• [Text]
* * * * * * * * *

A WSJ article notes that people are intrigued by those peculiar people who have HIV, but not AIDS. In cancer research, five Nobel prizes have been won by researchers who studied tumor viruses (3 for a chicken virus! the Rous virus). This started in 1911 when Peyton Rous discovered a virus that was found to cause tumors in chickens. The hope is that these special cases highlights the essence of the puzzle, and being a virus, leads to an easy isolation. Unfortunately, this thread has not proven very successful. Viral cancers are rare and not very relevant for human cancer, which makes sense when you consider cancer is not contagious. With a few exceptions cancer survival rates remain much of what they were in the 1950s. The Mayo Clinic reports that for cancers diagnosed from 1974 to 1976, the five-year survival rate was 50 percent, now 65 percent. This is mainly because of early detection, as opposed to any great new drugs.
A common idea is that outliers are more important than averages, as this is the them of Taleb's Black Swan, or Gladwell's Outliers. Predicting one great outlier is worth predicting many ordinary outcomes, so on one hand it seems like an optimal focus. Also, the outliers should highlight the essence of something. A stock that has risen 10 fold, or a great athlete, supposedly lays bare the essence of its greatness.
But I think we forget how biased our view is on exceptional events and people. We watch sports and learn about Usain Bolt, a most unusual man. Or my kids read the Guiness Book of World Records, containing stories about 1200 lb men and giant frogs. News is biased towards the exceptional, it takes no effort to emphasize it. In fact, it takes effort to see the ordinary. It's too bad people think of heroes as those who, for a brief moment, offered their life in some battle or harrowing situation, compared to the much more common heroism of providing one's family, not complaining, and being charitable to friends and neighbors, for decades.
A problem is that for any extremum is caused by its unique intrinsic characteristics and also random chance. We hope that we can more clearly see the intrinsic qualities associated with, say, a rising stock, by looking at sthose stocks that went up 10-fold last year. Yet, any extremum is probably a large random error. We simply can't predict the future very well, say an R2 of only 10%. Thus, a 100% stock return contains, on average, a 90% error. Yet, conditional up rising this much, this is only the mean error, its standard error is at least as large, meaning, any singular 100% return is probably all randomness. In this case, more analysis is worthless, like trying to explain a lottery number. The explanatory characteristics are irrelevant for these cases.

* * * * * * * * *

• [Raw data]
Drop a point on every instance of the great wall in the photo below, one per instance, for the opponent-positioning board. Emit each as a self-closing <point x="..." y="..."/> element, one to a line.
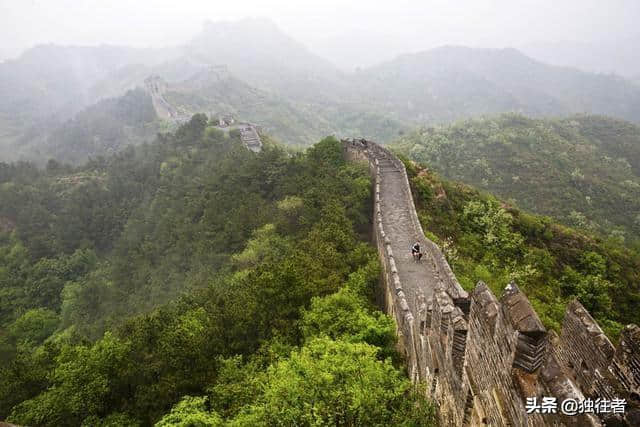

* * * * * * * * *

• [Exercise A] According to the text on outliers, what was the five-year survival rate for cancers diagnosed from 1974 to 1976, as reported by the Mayo Clinic?
• [Exercise B] Continue the text on outliers with the next paragraph, starting after its final sentence.

• [Task result A] 50 percent

• [Task result B]
I remember when I worked at Moody's working on default models. The CFA types liked to do case studies of famous financial catastrophes, and worked through all the sub-accounts of say, Boston Chicken, or Enron. Unfortunately, these were really poor archetypes, and we could found that complimenting these analyses with our default model made both look less relevant. The cases that made for a great narrative usually involved a good degree of fraud, which is difficult to detect in real time. In the end, the group that sold training seminars on credit analysis continued their program of exceptional case studies, our models simply grinded out boring probabilities independent of these examples, and they remain independent areas of interest.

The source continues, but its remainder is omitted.